Exercise goal:
Copy word for word the stretch of the data below from the line that contains "Place one keypoint on each instance of the metal paint" through the end of the data, both ends included.

#####

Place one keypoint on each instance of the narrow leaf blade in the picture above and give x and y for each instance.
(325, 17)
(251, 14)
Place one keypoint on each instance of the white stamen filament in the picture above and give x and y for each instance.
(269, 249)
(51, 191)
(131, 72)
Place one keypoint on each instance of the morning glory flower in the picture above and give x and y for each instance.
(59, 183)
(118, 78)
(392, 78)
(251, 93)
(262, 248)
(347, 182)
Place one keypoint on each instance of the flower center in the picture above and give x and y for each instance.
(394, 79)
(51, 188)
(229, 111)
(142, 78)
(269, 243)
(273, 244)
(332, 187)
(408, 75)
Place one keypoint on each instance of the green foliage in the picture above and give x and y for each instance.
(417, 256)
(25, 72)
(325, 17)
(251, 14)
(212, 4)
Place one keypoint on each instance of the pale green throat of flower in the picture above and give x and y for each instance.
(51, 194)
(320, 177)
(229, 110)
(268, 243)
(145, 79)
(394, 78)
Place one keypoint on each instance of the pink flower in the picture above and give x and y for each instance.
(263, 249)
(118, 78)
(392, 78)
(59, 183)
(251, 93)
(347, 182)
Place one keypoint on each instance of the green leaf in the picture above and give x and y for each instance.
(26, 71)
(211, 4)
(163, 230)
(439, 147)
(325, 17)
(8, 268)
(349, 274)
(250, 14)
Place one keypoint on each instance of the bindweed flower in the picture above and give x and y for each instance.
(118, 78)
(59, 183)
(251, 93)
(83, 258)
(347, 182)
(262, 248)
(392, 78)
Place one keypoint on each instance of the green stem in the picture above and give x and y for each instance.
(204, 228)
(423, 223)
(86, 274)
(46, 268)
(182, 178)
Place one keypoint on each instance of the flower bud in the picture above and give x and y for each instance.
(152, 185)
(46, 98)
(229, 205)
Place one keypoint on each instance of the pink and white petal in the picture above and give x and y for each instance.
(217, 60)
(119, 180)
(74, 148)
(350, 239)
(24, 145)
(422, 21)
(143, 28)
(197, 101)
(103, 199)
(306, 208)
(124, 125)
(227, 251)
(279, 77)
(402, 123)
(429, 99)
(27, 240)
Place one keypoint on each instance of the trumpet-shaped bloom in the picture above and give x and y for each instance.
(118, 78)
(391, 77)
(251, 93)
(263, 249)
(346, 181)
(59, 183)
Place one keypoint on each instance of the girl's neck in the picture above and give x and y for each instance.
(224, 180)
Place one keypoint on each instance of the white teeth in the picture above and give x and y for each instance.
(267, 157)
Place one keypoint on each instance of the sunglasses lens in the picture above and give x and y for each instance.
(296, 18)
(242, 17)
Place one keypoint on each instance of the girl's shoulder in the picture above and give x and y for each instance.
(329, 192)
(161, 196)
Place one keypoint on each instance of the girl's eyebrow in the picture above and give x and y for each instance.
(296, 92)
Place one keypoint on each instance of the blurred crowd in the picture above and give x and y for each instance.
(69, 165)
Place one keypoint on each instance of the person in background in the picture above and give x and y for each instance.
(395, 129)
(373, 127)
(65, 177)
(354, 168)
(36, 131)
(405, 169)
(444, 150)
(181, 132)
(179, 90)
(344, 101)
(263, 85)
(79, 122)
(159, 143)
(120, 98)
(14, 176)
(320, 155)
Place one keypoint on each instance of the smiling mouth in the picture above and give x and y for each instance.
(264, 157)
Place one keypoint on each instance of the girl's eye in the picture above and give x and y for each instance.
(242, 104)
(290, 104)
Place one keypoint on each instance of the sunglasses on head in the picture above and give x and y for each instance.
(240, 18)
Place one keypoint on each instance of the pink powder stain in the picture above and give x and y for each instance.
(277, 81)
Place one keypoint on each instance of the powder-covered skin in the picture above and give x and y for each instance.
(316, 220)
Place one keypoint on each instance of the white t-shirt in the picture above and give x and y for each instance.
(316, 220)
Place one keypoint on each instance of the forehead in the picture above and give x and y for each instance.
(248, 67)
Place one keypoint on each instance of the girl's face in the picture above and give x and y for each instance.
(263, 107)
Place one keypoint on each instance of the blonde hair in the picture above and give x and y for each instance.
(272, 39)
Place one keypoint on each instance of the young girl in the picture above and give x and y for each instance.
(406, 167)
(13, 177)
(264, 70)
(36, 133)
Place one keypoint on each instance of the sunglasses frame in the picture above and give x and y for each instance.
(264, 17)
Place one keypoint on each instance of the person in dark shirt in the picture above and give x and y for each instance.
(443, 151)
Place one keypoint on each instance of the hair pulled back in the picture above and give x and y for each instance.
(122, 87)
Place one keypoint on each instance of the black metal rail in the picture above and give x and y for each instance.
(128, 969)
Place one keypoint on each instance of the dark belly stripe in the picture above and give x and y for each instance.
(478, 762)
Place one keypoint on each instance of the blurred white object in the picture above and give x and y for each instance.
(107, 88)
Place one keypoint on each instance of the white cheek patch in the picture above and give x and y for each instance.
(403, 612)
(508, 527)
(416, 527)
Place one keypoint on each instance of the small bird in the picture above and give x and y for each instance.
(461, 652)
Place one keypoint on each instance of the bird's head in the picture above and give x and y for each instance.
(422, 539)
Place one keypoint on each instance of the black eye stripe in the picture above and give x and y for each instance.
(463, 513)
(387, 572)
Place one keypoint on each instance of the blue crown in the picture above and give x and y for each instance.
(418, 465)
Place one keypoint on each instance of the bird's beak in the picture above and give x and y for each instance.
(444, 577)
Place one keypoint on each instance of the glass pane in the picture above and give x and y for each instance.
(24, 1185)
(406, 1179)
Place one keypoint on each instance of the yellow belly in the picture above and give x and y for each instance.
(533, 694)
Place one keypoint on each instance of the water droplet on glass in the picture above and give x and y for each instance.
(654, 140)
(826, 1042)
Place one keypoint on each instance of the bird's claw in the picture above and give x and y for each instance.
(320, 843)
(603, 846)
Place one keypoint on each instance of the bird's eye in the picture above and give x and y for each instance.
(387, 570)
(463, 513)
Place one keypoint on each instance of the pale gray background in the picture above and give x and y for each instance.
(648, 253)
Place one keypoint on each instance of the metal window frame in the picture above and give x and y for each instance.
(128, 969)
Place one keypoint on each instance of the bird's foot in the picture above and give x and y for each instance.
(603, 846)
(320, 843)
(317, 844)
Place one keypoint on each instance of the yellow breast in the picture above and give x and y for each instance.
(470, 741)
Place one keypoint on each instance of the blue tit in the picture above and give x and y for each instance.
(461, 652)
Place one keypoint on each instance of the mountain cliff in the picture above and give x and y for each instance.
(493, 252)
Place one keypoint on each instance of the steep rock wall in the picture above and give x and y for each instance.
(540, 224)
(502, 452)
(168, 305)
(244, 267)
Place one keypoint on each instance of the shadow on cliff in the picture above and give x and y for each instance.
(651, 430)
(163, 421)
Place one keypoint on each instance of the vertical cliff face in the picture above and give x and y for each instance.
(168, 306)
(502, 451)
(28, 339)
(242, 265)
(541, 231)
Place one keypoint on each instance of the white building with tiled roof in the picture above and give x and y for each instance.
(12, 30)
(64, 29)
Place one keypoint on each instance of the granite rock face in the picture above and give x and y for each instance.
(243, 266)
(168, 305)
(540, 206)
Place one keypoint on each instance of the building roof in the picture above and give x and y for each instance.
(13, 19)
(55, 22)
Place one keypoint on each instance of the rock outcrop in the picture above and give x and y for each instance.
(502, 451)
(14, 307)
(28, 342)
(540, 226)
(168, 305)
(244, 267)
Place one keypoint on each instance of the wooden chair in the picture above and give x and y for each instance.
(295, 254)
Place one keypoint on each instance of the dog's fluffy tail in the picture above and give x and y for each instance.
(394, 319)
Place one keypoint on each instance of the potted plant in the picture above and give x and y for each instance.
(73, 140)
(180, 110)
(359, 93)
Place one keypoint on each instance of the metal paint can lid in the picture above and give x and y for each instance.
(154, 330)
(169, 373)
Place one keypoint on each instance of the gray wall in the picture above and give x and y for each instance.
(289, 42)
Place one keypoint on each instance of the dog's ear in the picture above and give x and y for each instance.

#####

Finished exercise:
Place one keypoint on each instance of the metal paint can lid in the picture above and give x and y for each instance.
(154, 330)
(169, 373)
Place one keypoint on each instance of the gray wall in the picture above and give x and y for each instance.
(289, 42)
Place one keypoint on each instance of the dog's ear in the picture above and give x and y for each instance.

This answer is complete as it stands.